• [Task statement]: Where the line containing "Mark the green shrub, one" appears in the entries below, start there and print only that line and every line after it, exactly, through the end, excluding pictures.

[Saved entries]

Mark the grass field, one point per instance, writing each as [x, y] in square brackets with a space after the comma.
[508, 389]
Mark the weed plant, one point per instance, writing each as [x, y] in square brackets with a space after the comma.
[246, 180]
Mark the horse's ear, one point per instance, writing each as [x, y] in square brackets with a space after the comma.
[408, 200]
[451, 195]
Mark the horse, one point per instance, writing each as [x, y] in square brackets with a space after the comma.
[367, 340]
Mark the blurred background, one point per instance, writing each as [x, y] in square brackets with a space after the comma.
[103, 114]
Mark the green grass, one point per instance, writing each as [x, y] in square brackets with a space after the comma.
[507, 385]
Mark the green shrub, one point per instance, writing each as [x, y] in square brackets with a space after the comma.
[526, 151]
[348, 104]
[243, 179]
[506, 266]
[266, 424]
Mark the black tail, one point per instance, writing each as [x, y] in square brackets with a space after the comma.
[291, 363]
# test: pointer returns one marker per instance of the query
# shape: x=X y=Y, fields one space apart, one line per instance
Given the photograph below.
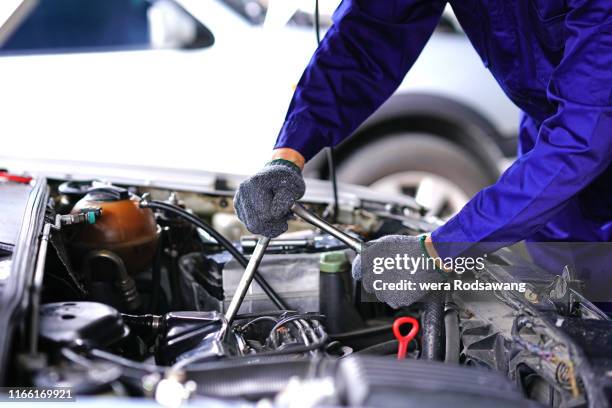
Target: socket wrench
x=246 y=279
x=353 y=243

• [Expected answer]:
Mark the green shrub, one point per instance, writing each as [x, y] in square brackets with a space after the comma.
[526, 151]
[348, 104]
[243, 179]
[506, 266]
[266, 424]
Mark the black tail, one point per instance, writing each as [x, y] in square brackets with a space after the comma.
[291, 363]
# test: pointer returns one marker per instance of the query
# shape: x=X y=Y, fields one space apart, one line per instance
Given the photograph below.
Target: socket wrench
x=246 y=279
x=353 y=243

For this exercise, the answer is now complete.